** Opening DATASET RECORDS block **

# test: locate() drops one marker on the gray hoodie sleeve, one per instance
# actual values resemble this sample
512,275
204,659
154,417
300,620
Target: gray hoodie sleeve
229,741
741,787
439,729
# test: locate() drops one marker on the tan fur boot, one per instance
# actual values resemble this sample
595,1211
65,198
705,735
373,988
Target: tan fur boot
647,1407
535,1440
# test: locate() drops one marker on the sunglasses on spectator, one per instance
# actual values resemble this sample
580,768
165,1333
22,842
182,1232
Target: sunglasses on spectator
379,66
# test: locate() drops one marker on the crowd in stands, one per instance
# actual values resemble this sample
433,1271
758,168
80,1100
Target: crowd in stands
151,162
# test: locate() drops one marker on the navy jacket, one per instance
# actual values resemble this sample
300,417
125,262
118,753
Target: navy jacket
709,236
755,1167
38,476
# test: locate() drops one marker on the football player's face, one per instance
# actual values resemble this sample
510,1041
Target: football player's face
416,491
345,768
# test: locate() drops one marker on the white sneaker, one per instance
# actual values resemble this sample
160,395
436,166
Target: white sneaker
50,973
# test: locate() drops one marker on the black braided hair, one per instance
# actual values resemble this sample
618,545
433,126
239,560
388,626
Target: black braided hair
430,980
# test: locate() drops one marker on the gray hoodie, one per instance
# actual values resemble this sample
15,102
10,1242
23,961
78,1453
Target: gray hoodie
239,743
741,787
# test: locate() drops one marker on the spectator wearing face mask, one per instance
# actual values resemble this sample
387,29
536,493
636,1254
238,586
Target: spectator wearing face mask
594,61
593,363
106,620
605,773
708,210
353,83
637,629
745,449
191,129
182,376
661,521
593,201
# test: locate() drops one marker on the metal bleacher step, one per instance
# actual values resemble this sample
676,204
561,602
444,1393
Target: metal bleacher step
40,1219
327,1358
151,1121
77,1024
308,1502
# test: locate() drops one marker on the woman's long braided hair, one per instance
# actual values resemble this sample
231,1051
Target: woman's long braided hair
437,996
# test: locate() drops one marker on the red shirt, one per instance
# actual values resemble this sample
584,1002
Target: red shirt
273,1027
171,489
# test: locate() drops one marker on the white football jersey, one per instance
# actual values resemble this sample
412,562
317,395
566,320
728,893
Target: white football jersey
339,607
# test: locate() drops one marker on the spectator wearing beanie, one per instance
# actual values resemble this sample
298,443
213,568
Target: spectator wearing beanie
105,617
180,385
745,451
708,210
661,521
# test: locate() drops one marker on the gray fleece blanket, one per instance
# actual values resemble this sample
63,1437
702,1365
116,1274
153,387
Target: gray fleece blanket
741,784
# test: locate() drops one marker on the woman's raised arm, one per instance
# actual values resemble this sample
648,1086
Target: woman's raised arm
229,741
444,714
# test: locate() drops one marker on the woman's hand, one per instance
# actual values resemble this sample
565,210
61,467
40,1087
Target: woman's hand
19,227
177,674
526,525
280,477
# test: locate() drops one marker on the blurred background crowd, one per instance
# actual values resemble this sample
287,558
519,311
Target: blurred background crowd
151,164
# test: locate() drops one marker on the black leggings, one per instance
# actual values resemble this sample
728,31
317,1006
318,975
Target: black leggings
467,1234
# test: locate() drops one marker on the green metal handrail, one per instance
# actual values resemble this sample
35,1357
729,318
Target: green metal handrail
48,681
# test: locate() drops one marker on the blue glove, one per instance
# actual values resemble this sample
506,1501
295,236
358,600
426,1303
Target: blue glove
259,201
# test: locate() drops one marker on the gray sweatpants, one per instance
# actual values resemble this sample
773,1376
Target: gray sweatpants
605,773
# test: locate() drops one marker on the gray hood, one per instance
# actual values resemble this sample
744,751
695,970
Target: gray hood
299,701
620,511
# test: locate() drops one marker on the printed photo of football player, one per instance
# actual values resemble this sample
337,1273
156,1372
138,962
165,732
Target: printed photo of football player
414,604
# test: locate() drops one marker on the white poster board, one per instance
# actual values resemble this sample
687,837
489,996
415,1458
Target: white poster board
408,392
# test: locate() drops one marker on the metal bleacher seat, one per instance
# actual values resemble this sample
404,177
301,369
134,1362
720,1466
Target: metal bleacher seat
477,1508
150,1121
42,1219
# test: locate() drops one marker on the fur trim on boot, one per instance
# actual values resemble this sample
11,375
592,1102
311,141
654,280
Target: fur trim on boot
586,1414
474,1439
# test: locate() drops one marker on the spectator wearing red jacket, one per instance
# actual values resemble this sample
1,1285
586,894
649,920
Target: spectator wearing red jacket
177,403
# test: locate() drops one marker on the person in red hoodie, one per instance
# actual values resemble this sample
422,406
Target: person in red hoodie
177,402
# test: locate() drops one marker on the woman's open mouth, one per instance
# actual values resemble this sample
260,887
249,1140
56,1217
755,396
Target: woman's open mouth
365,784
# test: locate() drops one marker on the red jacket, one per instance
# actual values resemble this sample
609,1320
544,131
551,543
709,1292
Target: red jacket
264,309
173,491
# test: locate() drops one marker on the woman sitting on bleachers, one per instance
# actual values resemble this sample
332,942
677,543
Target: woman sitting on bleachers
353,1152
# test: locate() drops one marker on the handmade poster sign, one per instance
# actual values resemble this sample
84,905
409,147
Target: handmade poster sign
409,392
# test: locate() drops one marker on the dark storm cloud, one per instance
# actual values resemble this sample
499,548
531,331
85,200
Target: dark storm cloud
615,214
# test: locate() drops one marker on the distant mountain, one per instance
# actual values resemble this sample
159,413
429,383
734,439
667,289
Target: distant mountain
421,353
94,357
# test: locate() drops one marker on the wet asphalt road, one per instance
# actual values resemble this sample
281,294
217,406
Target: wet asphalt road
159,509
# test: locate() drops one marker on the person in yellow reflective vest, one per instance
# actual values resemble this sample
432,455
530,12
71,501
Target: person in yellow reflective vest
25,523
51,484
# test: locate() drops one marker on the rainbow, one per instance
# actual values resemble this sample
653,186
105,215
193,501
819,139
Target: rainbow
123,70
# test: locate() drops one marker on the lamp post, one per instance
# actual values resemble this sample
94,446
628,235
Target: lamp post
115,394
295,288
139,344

** Closing DATASET RECORDS block **

WHAT TO DO >> Copy the records above exactly, leaving nothing out.

SOLUTION TO THIS TASK >>
# test: locate() drops one marker on the gray hoodie sleeve, one per instance
# actual values resemble this sample
512,275
204,659
154,417
300,620
Target: gray hoodie sleeve
229,741
741,787
439,729
# test: locate() drops one marker on the tan fur boot, one per instance
# actual values resemble this sample
595,1211
65,198
705,735
373,988
Target: tan fur boot
647,1407
535,1440
# test: locate() drops one marker on the sunglasses on spectator, one per instance
# actual values resemble this sample
580,768
165,1333
22,842
182,1232
Target: sunglasses on spectator
379,66
# test: locate() drops one marker on the crowd in stands, one per instance
# actual values resemble this sample
433,1271
758,168
80,1100
Target: crowd in stands
151,162
# test: locate() drops one marker on the navy jacket, one per instance
# actual values resemble this sample
300,417
125,262
118,753
Target: navy jacket
709,236
755,1167
38,476
# test: locate() drops one marker on the football player's face, one per instance
# actual values resemble this sample
510,1041
Target: football player's face
416,491
345,768
# test: locate() drops one marker on the white sneaker, one per instance
# actual values resemble this sample
160,395
436,166
Target: white sneaker
50,973
# test: locate() drops one marker on the black braided hair, one per instance
# actual values resemble this sample
618,545
433,126
239,560
388,626
Target: black braided hair
430,980
# test: locate() drops one marker on the gray hoodie, one per instance
# actual values resemble this sample
15,102
10,1242
23,961
78,1453
Target: gray hoodie
239,743
741,787
# test: locate() drops one marker on the spectator wearing face mask, one per instance
# actual values resemble this sample
387,29
536,493
636,1254
238,586
Target: spectator wearing face mask
594,61
593,363
106,620
605,773
708,210
353,83
637,629
745,449
191,129
182,376
661,521
593,201
# test: locate() drops one marker on the metal bleacher step, one per instance
# actual values resemble this sample
676,204
561,602
444,1393
Target: metal bleacher step
40,1219
327,1358
151,1121
77,1024
308,1502
# test: locate() drops one marker on the woman's long braided hair, one per instance
# actual values resemble this sample
231,1051
Target: woman's long braided hair
437,996
# test: locate() drops one marker on the red shirt, one per instance
# actual values resemble this sample
584,1002
Target: red shirt
273,1027
171,489
# test: locate() drops one marker on the white football jersey, one per instance
# actual values resemble this sample
412,562
317,395
566,320
728,893
Target: white football jersey
339,607
# test: locate() drops one marker on the spectator wearing beanie, one per instance
# actual values resemble this sample
298,443
213,568
Target: spectator wearing beanie
105,617
180,385
745,451
708,210
661,521
# test: locate() drops one marker on the gray fleece blanket, one per instance
# actual values resemble this sample
63,1437
702,1365
116,1274
153,387
Target: gray fleece blanket
741,784
# test: locate() drops one marker on the woman's raised arm, one per instance
# actual values resemble this sample
648,1086
Target: woman's raised arm
229,741
444,714
# test: locate() drops one marker on the woman's hand, one per instance
# actual values resemble this sample
565,210
61,467
40,1087
Target: woman's hand
19,227
177,674
526,525
280,477
# test: locate() drops one marker on the blurred background crowd, one per instance
# actual values resemble this sample
287,558
519,311
Target: blurred background crowd
151,164
# test: locate() drops one marker on the black leggings, one per instance
# actual values resemble this sample
728,31
317,1006
318,975
Target: black leggings
467,1234
# test: locate() drops one marker on the green metal handrail, one per instance
# actual values resemble this sample
35,1357
729,318
Target: green metal handrail
48,681
# test: locate() drops one marker on the blue glove, one per instance
# actual values resemble this sample
506,1501
295,236
358,600
426,1303
Target: blue glove
259,201
# test: locate() drops one marker on the gray sweatpants, one per instance
# actual values resemble this sample
773,1376
Target: gray sweatpants
605,773
# test: locate() drops one marker on the gray hood, one per instance
# actual values resemble this sample
744,751
695,970
Target: gray hood
299,701
620,511
# test: locate() drops one marker on the printed photo of football player, one per instance
# actual values resemble this sample
337,1273
156,1372
138,962
165,732
Target: printed photo of football player
414,604
# test: locate() drops one marker on the white poster board, one per instance
# actual values resemble this sample
687,837
489,996
415,1458
Target: white poster board
408,392
# test: locate() drops one marker on the metal bleacher seat, one per instance
# actual values resemble this sample
404,177
301,369
134,1362
720,1466
Target: metal bleacher seat
477,1508
150,1121
42,1219
# test: locate() drops one marker on the fur trim on boot, one per instance
# actual values resemble this sample
11,375
592,1102
311,141
654,280
Target: fur trim on boot
586,1414
474,1439
# test: locate() drops one marker on the spectator wearing red jacket, one per instance
# actual values resemble this sample
1,1285
586,894
649,920
Target: spectator wearing red jacket
177,403
# test: locate() drops one marker on the person in red hoodie, one per instance
# actual values resemble this sample
422,406
Target: person in red hoodie
177,402
# test: locate() drops one marker on the woman's open mouth, one per instance
# actual values resemble this sample
260,887
249,1140
56,1217
755,396
Target: woman's open mouth
365,784
# test: locate() drops one marker on the red jacket, one per instance
# actual values resemble this sample
609,1320
544,131
551,543
709,1292
Target: red jacket
264,309
173,491
# test: locate() drops one marker on the woman sitting on bleachers, one per instance
# actual values resemble this sample
332,942
677,543
Target: woman sitting on bleachers
353,1152
# test: locate() drops one marker on the handmade poster sign, one per instance
# actual values resemble this sample
84,905
409,147
Target: handmade poster sign
409,392
# test: locate() drops one marker on the dark storm cloud, one per instance
# actual values resemble this sample
499,548
531,331
85,200
Target: dark storm cloud
615,214
# test: locate() drops one marker on the distant mountain, one per instance
# actual values resemble this sample
159,413
429,383
734,439
667,289
Target: distant mountain
421,353
94,357
# test: locate() drops one marker on the wet asphalt road, one per instance
# actual values resemble this sample
281,294
217,406
Target: wet asphalt road
159,509
# test: locate() drops one marker on the person in yellow reflective vest, one per instance
# actual values resemble this sample
432,455
530,12
71,501
Target: person in yellow reflective vest
25,523
51,484
# test: locate() drops one marker on the rainbow, one per instance
# actual values resemble this sample
653,186
105,215
193,501
819,139
Target: rainbow
123,70
# test: locate() drops one marker on the lamp post, one per instance
# actual values resemble this sample
94,446
628,235
Target: lamp post
115,394
295,288
139,344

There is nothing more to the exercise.